- From: Ralph R. Swick <swick@w3.org>
- Date: Fri, 17 Feb 2006 11:12:42 -0500
- To: Alistair Miles <a.j.miles@rl.ac.uk>
- Cc: public-swbp-wg@w3.org
At 05:56 PM 2/15/2006 +0000, Alistair Miles wrote:
>... and I so foolishly remarked in the last telecon that 'I've said all I'm ever going to say about hash URIs' ...
:)
oh dear.
>Sorry, I should have sent an email explicitly explaining my decision to revert your changes.
As clearly I should also have done when I made them. We missed
a bunch of telecons where I was planning to mention this.
> I did send an email [10] noting some technical issues regarding 'namespace URIs' and 'vocabulary URIs'.
right; I overlooked your last paragraph (which you cited):
... we have to be careful not to confuse the 'vocabulary URI' ...
and the 'namespace URI' ...
I should have flagged this issue then, as I disagree with your
conclusion -- though I respect the underlying implementation
issue that you identified in that message.
>Typically (in my experience), RDF schemas and OWL ontologies do something like the following:
>
><rdf:RDF xml:base="http://example.com/foo"
> xmlns:rdf="http://www.w3.org/1999/02/22-rdf-syntax-ns#"
> xmlns:rdfs="http://www.w3.org/2000/01/rdf-schema#"
> xmlns:owl="http://www.w3.org/2002/07/owl#">
>
> <owl:Ontology rdf:about="">
> <rdfs:comment>An Example OWL Ontology</rdfs:comment>
> </owl:Ontology>
>
> <owl:Class rdf:ID="Bar">
> <rdfs:label>Bar</rdfs:label>
> </owl:Class>
>
></rdf:RDF>
>
>This document contains the following triples:
>
><http://example.com/foo> rdfs:comment "An Example OWL Ontology".
><http://example.com/foo#Bar> rdfs:label "Bar".
Right you are, plus the crucial triple
<http://example.com/foo> rdf:type <http://www.w3.org/2002/07/owl#Ontology>
I missed this detail in reading the OWL Language Reference.
Indeed, [1]7.2 Ontology header explicitly recommends exactly
this practice, though it only shows an actual usage of xml:base
in [2]Appendix B RDF Schema of OWL.

▸ Exercise directions
Pick up the email on namespace URIs and vocabulary URIs after its last sentence and continue writing it.

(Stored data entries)
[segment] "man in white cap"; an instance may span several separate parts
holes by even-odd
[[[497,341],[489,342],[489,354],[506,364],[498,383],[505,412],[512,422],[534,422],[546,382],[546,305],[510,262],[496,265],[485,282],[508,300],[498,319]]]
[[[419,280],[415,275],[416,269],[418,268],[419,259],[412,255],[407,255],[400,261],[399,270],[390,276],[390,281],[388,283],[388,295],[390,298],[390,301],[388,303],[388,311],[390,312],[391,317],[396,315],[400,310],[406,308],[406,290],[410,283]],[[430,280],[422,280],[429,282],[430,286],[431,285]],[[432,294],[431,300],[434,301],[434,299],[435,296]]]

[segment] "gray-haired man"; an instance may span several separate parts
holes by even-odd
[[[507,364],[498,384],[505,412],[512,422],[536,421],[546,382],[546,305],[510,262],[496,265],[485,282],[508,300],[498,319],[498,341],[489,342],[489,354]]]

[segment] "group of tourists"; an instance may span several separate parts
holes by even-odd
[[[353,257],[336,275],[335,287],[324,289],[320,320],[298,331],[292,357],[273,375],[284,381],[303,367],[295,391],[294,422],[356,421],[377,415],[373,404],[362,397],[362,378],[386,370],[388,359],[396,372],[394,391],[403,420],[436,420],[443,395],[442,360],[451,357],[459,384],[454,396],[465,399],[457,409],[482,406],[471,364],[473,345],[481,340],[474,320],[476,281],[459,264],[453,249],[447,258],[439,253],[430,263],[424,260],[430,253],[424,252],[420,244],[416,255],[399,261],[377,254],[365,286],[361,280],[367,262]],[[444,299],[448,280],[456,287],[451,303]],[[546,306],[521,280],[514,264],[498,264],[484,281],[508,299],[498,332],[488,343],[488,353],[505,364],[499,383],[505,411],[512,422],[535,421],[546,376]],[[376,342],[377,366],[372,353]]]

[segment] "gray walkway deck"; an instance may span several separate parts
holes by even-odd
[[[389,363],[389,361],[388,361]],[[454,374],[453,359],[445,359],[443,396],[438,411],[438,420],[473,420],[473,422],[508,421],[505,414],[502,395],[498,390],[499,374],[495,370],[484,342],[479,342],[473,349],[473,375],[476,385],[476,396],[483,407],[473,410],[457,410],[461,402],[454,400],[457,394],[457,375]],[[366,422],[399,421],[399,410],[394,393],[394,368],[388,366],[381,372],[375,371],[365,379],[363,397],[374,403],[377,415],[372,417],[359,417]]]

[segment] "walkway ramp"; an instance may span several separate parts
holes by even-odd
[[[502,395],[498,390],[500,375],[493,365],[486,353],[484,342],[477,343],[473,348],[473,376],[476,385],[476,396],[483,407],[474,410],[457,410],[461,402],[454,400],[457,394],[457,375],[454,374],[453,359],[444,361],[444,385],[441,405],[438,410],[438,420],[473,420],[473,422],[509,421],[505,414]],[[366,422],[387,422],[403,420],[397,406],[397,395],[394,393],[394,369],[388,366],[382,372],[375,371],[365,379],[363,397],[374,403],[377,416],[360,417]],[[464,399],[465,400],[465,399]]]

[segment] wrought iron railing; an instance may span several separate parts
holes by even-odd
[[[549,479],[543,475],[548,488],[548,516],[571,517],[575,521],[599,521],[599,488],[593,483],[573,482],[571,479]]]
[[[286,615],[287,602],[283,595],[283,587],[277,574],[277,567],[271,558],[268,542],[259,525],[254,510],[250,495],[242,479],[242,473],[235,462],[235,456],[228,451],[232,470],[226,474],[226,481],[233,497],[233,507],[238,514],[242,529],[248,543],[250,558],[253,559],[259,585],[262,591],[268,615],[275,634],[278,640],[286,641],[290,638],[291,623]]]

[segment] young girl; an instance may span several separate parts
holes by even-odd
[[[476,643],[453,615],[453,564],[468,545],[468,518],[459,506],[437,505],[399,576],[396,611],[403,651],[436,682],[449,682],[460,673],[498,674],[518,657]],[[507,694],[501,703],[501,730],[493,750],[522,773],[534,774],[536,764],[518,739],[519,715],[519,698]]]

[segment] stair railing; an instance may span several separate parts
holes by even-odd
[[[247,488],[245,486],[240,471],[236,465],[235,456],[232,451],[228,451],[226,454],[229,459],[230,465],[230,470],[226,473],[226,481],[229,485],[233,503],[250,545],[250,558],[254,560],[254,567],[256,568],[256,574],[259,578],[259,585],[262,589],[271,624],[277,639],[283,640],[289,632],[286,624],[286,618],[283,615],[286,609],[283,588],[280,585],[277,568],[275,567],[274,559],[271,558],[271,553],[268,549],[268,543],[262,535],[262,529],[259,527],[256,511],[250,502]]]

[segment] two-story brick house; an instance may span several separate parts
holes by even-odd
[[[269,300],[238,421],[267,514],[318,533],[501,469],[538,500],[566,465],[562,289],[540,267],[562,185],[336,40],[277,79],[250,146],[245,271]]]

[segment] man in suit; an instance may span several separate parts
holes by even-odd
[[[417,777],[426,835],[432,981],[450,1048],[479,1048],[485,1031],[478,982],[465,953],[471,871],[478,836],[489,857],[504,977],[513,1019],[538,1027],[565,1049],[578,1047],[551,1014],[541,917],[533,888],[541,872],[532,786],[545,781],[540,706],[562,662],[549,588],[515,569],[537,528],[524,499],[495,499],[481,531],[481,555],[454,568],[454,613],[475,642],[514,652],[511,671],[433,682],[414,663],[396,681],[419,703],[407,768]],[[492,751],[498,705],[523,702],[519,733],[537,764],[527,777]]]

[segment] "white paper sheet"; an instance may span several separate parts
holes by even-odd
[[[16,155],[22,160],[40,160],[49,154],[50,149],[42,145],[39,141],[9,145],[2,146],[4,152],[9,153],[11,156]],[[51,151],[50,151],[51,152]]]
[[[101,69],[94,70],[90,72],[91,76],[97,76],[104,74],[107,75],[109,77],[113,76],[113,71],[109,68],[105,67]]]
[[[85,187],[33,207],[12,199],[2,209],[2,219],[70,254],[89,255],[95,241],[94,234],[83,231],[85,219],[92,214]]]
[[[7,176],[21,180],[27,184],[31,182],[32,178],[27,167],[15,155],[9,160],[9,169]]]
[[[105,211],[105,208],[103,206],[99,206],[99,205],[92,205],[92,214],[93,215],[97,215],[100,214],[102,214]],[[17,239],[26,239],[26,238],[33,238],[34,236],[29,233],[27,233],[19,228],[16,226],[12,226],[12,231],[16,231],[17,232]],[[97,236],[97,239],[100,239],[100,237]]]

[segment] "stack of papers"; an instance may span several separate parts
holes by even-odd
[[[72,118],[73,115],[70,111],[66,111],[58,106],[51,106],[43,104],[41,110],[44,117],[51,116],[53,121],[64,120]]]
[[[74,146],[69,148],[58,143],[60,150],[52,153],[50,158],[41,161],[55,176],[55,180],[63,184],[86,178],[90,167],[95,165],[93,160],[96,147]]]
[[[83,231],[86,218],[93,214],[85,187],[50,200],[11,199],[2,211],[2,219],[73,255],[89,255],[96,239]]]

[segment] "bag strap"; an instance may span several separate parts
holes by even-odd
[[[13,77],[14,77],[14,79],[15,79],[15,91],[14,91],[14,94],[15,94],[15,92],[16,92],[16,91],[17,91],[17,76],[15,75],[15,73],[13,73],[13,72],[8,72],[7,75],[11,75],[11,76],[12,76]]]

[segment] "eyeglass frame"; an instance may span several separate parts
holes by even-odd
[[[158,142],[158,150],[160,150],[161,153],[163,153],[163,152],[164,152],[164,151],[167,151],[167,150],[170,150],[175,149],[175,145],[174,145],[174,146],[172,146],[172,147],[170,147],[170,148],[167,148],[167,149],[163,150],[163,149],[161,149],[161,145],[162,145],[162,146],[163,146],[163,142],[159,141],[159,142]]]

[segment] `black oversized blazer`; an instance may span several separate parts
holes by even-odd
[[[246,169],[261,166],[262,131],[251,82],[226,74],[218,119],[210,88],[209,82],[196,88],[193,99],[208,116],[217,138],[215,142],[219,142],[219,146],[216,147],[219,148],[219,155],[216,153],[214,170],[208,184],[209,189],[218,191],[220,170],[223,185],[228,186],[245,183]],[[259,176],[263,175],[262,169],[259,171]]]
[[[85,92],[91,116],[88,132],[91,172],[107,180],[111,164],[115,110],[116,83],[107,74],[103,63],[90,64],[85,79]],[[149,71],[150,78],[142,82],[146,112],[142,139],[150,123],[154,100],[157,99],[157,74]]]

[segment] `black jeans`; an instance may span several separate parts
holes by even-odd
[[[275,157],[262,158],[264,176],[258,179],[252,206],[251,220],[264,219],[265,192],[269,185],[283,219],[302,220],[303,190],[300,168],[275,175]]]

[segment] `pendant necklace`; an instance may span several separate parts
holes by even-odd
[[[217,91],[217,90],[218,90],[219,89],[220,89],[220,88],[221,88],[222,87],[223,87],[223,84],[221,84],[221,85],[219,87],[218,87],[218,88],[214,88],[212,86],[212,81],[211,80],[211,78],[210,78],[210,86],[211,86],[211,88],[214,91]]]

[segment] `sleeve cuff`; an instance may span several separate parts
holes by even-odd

▸ Output for this task
[1] http://www.w3.org/TR/owl-ref/#Ontology-def
[2] http://www.w3.org/TR/owl-ref/#appB
I am just so accustomed to citing vocabularies by their namespace URI.
>Note that, as I documented at [10], if the value of the xml:base attribute were changed to "http://example.com/foo#" this does not change the triples at all.
Though as Bjoern and Jeremy subsequently pointed out [3], it's
not clear whether this is the specified behavior or a [mis]feature
of implementations.
[3] http://lists.w3.org/Archives/Public/public-swbp-wg/2006Jan/0103.html
>In order to use the namespace URI as the ontology URI you have to do something like:
>
> <owl:Ontology rdf:about="http://example.com/foo#">
> <rdfs:comment>An Example OWL Ontology</rdfs:comment>
> ...
> </owl:Ontology>
No, you could write
<rdf:RDF xml:base="http://example.com/foo"
xmlns:rdf="http://www.w3.org/1999/02/22-rdf-syntax-ns#"
xmlns:owl="http://www.w3.org/2002/07/owl#">
<owl:Ontology rdf:about="#">
<rdfs:comment>An Example OWL Ontology</rdfs:comment>
</owl:Ontology>
</rdf:RDF>
>... I've not seen that done. I haven't eyeballed a particularly large number of ontologies in my time, so I could be wrong about this - we should ask SWOOGLE.
Good idea to consult Swoogle, but clearly the normative OWL ontology
does exactly the pattern you show so I concede that there are likely
very few that use the rdf:about="#" idiom.
...
>I saw no need to complicate the cookbook with this distinction between namespace URI and vocabulary URI.
all right, I concede your point for now.
> I therefore only ever made reference to a 'vocabulary URI', removed all references to 'namespace URI' in the main body of the text (although I missed some in the apache directive comments, and in the PURLs section). I also removed the trailing hash from any 'vocabulary URI' to be consistent with what I understood to be the most widely deployed practice.
I understand. Now that we've had this discussion, I would have
preferred that the choice was made instead to refer only to
'namespace URI' but rather than standing on that editorial point
I'll propose instead the following addition to [4].
SKOS Core [SKOS] is an example of a vocabulary that uses a hash
namespace. ... In this case, the URIs for the classes and
properties are constructed by appending first a hash character
('#') and then a 'local name' to the vocabulary URI. /+(Within
an RDF document, the hash character is typically appended
via the namespace declaration.)+/ The 'local name' is ...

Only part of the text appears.